### Reading text

■ ■ ■

Relationship of autonomic imbalance and circadian disruption with obesity and type 2 diabetes in resistant hypertensive patients
1 Cardiovascular Pharmacology Laboratory, Faculty of Medical Sciences and Clinic Hospital, State University of Campinas (UNICAMP), Campinas, São Paulo, Brazil
2 Cardiology Department, Faculty of Medical Sciences and Clinic Hospital, State of Campinas (UNICAMP), Campinas, São Paulo, Brazil
3 Hypertension Unit, Heart Institute (InCor), Clinical Hospital of São Paulo, Faculty of Medicine, University of São Paulo, São Paulo, Brazil
4 Cardiovascular & Metabolism Unit, Pharma Sector, Novartis Biociências S.A., São Paulo, Brazil
Cardiovascular Diabetology 2011, 10:24 doi:10.1186/1475-2840-10-24Published: 22 March 2011
Hypertension, diabetes and obesity are not isolated findings, but a series of interacting interactive physiologic derangements. Taking into account genetic background and lifestyle behavior, AI (autonomic imbalance) could be a common root for RHTN (resistant hypertension) or RHTN plus type 2 diabetes (T2D) comorbidity development. Moreover, circadian disruption can lead to metabolic and vasomotor impairments such as obesity, insulin resistance and resistant hypertension. In order to better understand the triggered emergence of obesity and T2D comorbidity in resistant hypertension, we investigated the pattern of autonomic activity in the circadian rhythm in RHTN with and without type 2 diabetes (T2D), and its relationship with serum adiponectin concentration.
Twenty five RHTN patients (15 non-T2D and 10 T2D, 15 males, 10 females; age range 34 to 70 years) were evaluated using the following parameters: BMI (body mass index), biochemical analysis, serum adiponectinemia, echocardiogram and ambulatory electrocardiograph heart rate variability (HRV) in time and frequency domains stratified into three periods: 24 hour, day time and night time.
Both groups demonstrated similar characteristics despite of the laboratory analysis concerning T2D like fasting glucose, HbA1c levels and hypertriglyceridemia. Both groups also revealed disruption of the circadian rhythm: inverted sympathetic and parasympathetic tones during day (parasympathetic > sympathetic tone) and night periods (sympathetic > parasympathetic tone). T2D group had increased BMI and serum triglyceride levels (mean 33.7 ± 4.0 vs 26.6 ± 3.7 kg/m2 - p = 0.00; 254.8 ± 226.4 vs 108.6 ± 48.7 mg/dL - p = 0.04), lower levels of adiponectin (6729.7 ± 3381.5 vs 10911.5 ± 5554.0 ng/mL - p = 0.04) and greater autonomic imbalance evaluated by HRV parameters in time domain compared to non-T2D RHTN patients. Total patients had HRV correlated positively with serum adiponectin (r = 0.37 [95% CI -0.04 - 1.00] p = 0.03), negatively with HbA1c levels (r = -0.58 [95% CI -1.00 - -0.3] p = 0.00) and also adiponectin correlated negatively with HbA1c levels (r = -0.40 [95% CI -1.00 - -0.07] p = 0.02).
Type 2 diabetes comorbidity is associated with greater autonomic imbalance, lower adiponectin levels and greater BMI in RHTN patients. Similar circadian disruption was also found in both groups indicating the importance of lifestyle behavior in the genesis of RHTN.

■ ■ ■

In the abstract on resistant hypertension, into which three periods was heart rate variability stratified?

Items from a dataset
■ ■ ■

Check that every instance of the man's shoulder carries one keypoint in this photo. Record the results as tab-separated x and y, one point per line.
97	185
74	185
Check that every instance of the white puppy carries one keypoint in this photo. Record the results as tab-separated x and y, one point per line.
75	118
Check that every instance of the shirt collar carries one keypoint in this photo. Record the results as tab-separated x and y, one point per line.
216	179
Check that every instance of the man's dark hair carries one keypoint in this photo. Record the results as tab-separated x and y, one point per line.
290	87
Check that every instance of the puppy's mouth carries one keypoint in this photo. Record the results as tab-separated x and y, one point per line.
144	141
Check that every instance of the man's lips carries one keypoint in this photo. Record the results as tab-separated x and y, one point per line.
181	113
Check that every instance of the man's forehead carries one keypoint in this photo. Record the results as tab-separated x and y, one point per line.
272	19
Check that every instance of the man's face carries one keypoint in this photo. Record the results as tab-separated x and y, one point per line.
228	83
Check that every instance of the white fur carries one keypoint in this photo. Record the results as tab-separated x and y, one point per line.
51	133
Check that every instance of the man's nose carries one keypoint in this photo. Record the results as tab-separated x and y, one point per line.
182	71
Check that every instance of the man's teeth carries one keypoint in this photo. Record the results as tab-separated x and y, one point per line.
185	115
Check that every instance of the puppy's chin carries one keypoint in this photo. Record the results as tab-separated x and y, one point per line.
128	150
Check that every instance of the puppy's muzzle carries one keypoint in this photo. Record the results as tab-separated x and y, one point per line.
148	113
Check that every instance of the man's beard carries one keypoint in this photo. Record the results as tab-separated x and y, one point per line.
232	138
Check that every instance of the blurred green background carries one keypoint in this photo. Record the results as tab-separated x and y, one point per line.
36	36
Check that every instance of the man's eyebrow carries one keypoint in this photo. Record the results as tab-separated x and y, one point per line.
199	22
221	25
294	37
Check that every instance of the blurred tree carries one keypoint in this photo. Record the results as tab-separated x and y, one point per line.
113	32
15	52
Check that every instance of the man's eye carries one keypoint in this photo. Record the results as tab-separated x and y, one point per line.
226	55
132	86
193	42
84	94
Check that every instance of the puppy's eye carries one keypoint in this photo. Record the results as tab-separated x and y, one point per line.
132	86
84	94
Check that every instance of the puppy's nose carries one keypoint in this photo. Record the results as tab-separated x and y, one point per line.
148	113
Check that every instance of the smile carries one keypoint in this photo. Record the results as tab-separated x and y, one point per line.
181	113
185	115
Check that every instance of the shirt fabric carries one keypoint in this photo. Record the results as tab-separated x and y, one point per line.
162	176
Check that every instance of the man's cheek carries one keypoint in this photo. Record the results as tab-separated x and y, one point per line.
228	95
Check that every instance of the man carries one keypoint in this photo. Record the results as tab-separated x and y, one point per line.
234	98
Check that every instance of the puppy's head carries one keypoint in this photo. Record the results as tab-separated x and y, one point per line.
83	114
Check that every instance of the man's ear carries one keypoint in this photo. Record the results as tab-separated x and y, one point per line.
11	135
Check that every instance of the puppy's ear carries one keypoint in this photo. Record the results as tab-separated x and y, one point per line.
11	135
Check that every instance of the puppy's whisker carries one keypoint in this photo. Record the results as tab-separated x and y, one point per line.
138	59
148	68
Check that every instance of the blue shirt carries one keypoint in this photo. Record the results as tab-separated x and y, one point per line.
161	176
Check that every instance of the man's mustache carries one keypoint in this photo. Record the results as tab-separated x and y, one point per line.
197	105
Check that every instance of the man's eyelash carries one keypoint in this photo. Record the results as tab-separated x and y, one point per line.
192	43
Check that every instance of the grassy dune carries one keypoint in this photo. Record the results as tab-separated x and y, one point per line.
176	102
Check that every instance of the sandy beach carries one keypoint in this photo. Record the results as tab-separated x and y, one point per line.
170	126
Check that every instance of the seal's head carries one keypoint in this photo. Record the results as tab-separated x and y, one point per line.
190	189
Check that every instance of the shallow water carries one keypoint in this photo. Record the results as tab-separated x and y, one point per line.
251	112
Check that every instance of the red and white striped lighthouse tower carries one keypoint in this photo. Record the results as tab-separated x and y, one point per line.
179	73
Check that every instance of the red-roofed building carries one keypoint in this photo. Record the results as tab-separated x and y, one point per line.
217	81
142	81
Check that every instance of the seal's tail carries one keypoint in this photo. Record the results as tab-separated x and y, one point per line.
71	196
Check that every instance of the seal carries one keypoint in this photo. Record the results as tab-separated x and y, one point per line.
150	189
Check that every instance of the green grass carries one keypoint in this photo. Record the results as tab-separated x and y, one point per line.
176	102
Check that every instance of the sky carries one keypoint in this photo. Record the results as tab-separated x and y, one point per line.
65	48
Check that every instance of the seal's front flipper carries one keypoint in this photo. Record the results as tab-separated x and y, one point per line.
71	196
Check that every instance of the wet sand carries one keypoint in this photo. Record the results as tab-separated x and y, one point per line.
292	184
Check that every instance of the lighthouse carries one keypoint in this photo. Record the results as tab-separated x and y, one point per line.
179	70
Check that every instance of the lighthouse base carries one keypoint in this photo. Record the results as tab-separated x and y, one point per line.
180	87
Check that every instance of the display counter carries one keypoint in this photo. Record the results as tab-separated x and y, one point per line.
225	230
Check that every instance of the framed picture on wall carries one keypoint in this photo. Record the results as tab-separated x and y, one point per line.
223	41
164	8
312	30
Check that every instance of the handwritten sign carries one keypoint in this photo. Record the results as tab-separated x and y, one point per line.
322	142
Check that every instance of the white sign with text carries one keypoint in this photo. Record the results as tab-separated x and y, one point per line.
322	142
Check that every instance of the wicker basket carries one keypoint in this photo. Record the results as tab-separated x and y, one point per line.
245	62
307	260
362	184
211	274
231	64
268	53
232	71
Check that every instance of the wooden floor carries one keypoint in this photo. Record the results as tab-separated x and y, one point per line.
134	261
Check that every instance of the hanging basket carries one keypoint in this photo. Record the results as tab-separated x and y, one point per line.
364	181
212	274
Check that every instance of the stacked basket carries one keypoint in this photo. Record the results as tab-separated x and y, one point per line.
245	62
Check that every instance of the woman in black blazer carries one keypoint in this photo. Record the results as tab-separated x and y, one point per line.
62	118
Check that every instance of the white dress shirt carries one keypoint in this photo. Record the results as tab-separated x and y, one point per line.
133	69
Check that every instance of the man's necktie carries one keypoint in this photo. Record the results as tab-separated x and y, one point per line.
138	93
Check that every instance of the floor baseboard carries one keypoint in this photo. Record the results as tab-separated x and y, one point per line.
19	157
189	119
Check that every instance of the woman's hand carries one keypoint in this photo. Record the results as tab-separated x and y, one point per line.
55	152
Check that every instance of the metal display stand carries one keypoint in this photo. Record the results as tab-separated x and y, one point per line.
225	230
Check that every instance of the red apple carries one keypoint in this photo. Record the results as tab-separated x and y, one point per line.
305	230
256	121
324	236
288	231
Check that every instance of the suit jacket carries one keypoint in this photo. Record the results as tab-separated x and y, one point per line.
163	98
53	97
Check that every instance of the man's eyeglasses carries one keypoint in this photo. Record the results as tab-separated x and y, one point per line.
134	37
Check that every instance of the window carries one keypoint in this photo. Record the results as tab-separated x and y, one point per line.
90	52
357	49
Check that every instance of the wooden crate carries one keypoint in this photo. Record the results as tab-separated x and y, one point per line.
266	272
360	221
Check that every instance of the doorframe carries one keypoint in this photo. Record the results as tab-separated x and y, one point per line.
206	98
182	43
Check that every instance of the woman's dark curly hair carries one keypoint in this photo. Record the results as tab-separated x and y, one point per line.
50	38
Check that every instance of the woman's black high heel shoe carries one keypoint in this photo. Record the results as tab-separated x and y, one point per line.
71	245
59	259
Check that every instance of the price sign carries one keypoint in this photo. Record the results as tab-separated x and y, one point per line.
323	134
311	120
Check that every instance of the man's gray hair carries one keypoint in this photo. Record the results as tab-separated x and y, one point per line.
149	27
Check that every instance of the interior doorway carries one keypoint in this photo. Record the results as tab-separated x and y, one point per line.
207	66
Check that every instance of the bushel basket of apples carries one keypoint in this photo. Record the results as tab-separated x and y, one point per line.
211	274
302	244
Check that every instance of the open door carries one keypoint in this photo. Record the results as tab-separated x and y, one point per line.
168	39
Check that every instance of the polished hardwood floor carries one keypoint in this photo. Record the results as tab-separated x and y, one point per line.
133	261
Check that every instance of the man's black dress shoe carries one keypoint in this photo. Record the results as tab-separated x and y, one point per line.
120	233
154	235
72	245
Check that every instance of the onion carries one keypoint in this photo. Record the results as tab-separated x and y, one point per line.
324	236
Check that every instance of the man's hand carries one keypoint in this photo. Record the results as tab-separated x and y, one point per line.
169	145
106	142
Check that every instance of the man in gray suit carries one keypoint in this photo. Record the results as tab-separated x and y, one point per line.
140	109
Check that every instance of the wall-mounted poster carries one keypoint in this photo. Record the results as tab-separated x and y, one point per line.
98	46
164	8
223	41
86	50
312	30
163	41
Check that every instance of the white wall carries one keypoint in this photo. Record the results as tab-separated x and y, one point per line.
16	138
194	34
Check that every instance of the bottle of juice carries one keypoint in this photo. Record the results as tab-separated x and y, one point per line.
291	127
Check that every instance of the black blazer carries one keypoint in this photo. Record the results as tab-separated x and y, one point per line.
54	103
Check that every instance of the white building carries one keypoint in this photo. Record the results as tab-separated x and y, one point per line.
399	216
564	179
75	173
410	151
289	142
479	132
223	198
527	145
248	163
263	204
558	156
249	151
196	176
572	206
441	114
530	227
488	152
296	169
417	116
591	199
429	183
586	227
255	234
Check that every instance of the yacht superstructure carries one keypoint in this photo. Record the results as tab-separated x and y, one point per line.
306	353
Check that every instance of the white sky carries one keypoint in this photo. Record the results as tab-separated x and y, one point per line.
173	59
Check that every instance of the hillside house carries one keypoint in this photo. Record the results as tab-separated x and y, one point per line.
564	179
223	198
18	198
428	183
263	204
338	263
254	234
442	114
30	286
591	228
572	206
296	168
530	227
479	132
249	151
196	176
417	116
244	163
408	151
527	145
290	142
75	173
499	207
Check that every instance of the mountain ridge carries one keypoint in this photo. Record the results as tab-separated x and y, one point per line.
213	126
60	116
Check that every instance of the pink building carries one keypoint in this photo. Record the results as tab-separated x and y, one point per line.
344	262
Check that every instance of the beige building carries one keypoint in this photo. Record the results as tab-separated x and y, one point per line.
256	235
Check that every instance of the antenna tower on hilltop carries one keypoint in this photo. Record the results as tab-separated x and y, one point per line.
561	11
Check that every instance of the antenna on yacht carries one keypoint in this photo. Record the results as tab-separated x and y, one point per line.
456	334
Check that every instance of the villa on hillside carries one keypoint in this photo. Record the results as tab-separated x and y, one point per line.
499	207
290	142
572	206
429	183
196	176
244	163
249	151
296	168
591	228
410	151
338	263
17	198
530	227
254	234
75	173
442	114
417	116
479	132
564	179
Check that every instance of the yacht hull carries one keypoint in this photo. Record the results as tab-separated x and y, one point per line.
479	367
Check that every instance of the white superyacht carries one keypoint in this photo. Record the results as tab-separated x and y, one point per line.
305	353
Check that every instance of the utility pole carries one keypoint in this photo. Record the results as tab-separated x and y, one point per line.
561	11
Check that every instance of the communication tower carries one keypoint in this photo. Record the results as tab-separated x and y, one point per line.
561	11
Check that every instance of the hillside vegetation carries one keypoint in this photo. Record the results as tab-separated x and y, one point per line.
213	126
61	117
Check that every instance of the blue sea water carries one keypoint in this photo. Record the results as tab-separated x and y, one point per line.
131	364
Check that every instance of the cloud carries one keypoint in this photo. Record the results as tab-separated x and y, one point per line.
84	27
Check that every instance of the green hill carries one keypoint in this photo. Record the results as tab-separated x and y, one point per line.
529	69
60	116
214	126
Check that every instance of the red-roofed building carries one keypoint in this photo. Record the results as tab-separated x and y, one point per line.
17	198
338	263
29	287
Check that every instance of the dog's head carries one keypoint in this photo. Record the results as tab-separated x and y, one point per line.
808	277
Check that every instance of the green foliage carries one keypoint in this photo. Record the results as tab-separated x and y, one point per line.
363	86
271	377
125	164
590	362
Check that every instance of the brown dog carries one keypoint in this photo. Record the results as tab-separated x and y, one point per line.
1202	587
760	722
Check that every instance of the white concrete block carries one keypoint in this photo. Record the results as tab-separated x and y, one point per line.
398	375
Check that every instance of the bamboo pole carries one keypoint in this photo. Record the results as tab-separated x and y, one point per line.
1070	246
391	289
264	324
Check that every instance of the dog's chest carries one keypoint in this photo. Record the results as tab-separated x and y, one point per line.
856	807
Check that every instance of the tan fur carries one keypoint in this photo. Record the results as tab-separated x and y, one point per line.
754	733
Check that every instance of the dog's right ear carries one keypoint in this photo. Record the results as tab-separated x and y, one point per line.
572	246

■ ■ ■

### Written response
24 hour, day time and night time.